To do → Give back, unchanged, each line from the one containing "Detect green gate." through the last line of the entries below.

Material for the task →

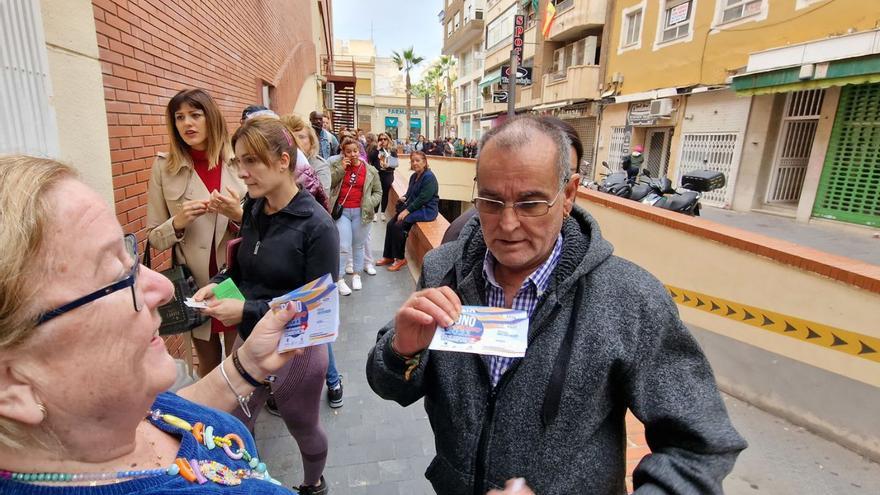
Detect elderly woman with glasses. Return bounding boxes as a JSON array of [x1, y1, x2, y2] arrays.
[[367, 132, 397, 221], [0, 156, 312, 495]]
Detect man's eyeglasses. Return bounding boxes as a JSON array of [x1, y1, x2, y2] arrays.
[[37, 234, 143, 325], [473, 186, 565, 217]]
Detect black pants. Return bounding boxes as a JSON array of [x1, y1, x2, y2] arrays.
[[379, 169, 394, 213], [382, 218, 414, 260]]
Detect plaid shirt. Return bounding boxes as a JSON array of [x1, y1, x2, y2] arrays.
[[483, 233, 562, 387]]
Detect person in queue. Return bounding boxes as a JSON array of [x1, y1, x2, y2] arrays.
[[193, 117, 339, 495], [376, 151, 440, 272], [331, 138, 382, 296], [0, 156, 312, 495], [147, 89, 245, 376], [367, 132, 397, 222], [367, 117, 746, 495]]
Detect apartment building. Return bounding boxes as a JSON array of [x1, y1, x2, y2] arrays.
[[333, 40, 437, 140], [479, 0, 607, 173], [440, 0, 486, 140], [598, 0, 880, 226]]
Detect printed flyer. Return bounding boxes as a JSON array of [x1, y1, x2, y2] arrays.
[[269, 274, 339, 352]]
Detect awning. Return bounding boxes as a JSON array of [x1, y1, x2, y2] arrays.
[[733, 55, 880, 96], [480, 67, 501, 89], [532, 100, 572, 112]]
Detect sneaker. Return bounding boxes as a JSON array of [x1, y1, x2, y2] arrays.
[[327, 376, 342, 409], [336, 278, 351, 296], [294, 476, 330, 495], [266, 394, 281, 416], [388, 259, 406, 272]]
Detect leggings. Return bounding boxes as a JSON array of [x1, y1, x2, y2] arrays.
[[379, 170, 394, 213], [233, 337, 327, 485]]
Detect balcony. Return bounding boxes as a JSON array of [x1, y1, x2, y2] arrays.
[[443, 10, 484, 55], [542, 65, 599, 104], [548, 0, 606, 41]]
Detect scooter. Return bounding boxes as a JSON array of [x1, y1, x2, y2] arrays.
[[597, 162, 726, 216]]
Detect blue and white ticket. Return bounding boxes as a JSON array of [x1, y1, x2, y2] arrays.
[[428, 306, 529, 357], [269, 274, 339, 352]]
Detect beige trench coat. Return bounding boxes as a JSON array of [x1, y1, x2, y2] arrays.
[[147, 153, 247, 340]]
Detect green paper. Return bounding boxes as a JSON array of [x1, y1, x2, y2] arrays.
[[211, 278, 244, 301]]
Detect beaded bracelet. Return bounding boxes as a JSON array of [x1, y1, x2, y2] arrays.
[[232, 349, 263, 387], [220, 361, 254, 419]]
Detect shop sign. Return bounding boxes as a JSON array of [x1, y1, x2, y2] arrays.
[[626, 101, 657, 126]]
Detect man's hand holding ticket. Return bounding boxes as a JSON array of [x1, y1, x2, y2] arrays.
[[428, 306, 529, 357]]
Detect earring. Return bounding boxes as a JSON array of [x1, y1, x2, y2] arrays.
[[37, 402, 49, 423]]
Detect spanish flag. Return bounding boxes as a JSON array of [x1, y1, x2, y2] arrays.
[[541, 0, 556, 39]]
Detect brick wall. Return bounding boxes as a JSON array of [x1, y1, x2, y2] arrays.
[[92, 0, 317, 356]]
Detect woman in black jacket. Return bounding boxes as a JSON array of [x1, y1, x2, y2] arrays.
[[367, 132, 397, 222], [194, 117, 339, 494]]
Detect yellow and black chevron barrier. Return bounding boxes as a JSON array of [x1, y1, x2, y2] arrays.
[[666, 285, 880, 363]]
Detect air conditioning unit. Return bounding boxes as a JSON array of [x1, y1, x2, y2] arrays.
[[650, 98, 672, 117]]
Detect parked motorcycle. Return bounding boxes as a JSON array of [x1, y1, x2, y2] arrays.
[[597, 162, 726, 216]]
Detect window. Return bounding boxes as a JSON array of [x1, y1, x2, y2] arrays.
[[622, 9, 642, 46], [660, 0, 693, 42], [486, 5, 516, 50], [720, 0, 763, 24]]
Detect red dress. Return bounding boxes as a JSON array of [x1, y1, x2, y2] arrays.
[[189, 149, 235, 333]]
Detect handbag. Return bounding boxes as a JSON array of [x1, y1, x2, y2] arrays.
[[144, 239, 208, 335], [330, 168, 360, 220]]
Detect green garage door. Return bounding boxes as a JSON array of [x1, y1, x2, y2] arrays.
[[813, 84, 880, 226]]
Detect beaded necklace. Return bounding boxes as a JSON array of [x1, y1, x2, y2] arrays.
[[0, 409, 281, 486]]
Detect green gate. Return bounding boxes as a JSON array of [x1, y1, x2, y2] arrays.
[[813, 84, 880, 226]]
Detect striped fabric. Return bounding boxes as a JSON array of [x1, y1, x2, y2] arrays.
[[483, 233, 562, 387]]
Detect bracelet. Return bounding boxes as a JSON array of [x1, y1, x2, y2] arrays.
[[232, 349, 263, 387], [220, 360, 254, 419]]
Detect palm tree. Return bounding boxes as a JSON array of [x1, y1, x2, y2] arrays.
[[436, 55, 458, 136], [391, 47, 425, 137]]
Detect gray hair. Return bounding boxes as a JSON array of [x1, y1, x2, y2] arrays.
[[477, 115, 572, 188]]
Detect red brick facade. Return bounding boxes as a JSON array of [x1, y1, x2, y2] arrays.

Exercise result →
Detect green gate. Return bounding boxes as a JSON array of [x1, y1, x2, y2] arrays.
[[813, 84, 880, 226]]
Detect striped fabric. Return bounding boxes as a JSON array of [x1, y1, x2, y2] arrays.
[[483, 233, 562, 387]]
Detect bracelet. Return bounding boxes as a JSON array of [x1, y1, x2, y2] arrays.
[[232, 349, 263, 387], [220, 360, 254, 419]]
Detect palm tree. Return bounding boxes as a JSON array of [x1, y1, x2, y2] arrays.
[[436, 55, 458, 136], [391, 47, 425, 137]]
Detect gray hair. Return bounding boxes as a JSON array of [x1, y1, x2, y2] arrays.
[[477, 115, 572, 188]]
Detect red brick facade. Return bounding boxes as a JSON array of [x1, y1, x2, y2] arrays.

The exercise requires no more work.